** Start DATA FOR THIS TASK **

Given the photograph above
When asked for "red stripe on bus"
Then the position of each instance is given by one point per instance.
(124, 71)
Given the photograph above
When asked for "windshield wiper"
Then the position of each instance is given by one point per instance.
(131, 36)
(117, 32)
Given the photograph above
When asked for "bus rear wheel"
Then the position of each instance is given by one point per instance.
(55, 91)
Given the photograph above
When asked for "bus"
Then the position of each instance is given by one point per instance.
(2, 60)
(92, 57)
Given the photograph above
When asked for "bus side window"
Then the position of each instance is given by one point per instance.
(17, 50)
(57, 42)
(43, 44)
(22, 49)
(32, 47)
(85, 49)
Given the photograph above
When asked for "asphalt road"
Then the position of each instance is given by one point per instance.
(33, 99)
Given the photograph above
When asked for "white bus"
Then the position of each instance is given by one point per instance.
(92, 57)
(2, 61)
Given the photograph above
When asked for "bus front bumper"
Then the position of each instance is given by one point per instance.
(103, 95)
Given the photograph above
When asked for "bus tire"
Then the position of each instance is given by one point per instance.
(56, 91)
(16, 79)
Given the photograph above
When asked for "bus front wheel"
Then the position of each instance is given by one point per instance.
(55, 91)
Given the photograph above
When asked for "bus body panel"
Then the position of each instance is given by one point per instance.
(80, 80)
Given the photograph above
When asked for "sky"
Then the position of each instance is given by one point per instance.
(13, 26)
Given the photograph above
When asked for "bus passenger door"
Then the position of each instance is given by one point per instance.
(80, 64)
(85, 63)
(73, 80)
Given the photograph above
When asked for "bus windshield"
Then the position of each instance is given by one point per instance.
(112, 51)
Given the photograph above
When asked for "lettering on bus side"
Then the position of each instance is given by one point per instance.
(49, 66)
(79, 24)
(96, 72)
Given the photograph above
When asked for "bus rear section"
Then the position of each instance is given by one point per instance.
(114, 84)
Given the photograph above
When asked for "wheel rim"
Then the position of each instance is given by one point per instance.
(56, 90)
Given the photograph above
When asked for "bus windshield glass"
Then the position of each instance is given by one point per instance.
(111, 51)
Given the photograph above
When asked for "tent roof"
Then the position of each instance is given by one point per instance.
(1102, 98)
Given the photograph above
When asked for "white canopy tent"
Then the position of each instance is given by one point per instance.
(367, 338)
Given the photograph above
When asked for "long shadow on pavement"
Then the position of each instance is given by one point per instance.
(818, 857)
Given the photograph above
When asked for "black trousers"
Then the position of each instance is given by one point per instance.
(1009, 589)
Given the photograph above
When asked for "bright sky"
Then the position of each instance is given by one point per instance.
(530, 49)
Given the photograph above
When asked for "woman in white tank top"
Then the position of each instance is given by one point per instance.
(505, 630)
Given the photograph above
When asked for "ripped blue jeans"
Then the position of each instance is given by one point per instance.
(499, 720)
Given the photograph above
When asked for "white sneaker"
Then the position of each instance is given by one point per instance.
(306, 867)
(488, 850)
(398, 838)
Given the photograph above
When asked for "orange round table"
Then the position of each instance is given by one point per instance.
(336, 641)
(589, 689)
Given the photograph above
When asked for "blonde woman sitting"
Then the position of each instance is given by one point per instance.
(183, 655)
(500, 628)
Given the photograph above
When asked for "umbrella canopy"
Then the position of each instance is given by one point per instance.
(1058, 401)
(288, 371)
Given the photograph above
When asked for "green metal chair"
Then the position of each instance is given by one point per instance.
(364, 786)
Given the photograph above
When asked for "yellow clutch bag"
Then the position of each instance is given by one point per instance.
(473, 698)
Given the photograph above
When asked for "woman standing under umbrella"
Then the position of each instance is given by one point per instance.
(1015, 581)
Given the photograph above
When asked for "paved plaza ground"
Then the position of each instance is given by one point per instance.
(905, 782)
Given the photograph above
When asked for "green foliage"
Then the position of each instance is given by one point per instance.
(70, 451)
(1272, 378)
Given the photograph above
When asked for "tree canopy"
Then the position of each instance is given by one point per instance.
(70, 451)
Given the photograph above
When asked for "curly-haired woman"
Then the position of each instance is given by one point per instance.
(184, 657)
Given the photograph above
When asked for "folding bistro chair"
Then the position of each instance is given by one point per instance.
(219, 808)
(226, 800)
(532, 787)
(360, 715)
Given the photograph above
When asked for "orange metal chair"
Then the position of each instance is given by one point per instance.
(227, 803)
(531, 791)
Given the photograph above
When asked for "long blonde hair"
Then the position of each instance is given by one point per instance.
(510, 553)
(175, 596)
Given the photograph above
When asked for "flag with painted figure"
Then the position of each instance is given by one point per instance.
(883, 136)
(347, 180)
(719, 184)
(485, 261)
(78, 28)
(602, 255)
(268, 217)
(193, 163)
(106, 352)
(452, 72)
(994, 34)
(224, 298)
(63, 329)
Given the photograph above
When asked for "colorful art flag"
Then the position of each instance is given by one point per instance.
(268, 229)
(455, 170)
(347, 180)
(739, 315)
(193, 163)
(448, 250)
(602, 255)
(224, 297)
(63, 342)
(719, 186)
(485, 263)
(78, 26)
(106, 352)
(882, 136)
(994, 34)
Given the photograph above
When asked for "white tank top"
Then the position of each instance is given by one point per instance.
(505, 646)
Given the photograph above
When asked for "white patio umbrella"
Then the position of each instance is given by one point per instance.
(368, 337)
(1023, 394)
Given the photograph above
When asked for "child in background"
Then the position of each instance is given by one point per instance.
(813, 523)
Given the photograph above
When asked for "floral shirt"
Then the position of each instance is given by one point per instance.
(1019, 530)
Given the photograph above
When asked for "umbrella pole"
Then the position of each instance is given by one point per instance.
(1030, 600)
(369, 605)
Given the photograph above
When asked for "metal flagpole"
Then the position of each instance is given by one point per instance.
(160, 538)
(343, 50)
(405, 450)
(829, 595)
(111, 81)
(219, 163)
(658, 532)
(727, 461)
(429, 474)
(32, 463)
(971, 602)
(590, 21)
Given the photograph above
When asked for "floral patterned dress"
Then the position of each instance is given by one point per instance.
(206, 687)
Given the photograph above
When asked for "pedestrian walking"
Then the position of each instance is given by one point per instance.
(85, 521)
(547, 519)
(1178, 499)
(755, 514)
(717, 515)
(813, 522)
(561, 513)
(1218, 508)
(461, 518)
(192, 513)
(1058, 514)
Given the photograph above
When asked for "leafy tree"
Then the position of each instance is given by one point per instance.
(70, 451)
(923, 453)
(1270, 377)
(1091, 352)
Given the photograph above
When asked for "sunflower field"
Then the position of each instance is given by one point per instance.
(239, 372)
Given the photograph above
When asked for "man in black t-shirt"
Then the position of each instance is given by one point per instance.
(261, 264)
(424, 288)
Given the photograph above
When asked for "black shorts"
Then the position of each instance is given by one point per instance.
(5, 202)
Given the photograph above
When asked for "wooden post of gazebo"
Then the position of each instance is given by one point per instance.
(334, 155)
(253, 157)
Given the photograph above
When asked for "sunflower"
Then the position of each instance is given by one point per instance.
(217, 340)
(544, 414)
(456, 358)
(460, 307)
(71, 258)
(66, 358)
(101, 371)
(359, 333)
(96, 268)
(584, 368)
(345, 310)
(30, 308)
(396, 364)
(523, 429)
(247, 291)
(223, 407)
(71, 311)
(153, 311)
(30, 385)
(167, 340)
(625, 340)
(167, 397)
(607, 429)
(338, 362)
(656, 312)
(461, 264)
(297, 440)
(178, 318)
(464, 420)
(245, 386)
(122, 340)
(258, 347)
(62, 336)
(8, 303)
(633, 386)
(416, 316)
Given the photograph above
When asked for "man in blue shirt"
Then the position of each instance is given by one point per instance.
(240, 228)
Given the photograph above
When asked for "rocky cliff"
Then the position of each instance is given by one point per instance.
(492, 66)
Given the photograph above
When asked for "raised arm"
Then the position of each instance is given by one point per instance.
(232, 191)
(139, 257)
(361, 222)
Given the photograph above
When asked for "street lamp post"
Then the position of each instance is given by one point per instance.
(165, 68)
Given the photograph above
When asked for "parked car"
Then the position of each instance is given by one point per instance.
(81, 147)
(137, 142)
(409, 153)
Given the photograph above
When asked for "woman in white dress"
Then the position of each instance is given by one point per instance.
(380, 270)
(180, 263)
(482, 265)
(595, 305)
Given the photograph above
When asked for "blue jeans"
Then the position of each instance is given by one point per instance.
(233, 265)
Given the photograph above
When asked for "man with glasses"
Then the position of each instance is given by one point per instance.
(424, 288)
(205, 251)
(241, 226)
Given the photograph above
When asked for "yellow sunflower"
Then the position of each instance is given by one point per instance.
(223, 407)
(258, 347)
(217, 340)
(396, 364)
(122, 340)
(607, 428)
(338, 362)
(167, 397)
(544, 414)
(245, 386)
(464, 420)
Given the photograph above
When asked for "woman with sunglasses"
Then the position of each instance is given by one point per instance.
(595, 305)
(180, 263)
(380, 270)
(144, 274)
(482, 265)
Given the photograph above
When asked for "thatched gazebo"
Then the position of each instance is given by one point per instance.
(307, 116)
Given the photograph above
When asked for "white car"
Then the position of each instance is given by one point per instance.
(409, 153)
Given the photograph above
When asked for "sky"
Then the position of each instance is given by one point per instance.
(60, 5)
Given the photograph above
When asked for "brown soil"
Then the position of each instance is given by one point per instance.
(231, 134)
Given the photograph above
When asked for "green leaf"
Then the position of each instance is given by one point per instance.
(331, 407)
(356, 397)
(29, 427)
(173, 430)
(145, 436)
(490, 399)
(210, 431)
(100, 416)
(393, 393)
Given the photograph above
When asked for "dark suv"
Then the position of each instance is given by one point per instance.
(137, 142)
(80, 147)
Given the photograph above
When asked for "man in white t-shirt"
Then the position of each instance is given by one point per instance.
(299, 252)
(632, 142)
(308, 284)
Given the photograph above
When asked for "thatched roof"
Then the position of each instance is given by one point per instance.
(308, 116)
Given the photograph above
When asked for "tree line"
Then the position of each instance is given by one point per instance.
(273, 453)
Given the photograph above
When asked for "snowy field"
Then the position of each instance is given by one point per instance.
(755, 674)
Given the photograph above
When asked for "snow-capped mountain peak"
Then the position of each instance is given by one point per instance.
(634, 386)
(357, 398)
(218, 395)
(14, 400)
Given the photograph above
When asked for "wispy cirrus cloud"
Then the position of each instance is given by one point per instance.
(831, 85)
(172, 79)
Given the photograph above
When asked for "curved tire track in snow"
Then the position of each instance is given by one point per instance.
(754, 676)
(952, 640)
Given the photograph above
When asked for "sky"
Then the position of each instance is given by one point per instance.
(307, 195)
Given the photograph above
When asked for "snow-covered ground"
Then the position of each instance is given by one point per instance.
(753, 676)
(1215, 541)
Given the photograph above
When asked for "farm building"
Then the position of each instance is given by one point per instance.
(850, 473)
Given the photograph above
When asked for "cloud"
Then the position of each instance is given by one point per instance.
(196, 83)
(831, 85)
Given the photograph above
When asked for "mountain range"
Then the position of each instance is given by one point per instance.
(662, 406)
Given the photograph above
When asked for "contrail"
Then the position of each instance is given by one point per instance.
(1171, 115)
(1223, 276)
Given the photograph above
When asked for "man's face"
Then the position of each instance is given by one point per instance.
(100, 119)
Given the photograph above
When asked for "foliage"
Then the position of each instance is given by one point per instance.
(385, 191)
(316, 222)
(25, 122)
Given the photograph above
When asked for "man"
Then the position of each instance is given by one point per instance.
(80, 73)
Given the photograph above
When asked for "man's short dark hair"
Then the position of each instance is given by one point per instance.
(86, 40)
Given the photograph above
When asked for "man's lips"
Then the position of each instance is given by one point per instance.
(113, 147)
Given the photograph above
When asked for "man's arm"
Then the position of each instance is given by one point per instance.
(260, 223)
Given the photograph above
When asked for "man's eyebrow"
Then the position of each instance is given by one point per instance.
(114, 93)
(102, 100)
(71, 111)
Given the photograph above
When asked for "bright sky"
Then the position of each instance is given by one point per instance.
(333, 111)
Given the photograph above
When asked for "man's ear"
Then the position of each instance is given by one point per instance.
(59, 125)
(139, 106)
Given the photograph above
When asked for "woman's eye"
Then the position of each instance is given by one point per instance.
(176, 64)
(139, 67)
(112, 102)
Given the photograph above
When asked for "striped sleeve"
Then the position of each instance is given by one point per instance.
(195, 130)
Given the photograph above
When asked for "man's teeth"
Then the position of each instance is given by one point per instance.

** End DATA FOR THIS TASK **

Tally the lines in the listing above that contain the string "canopy", treating uppercase and lowercase as different, and give only the number.

3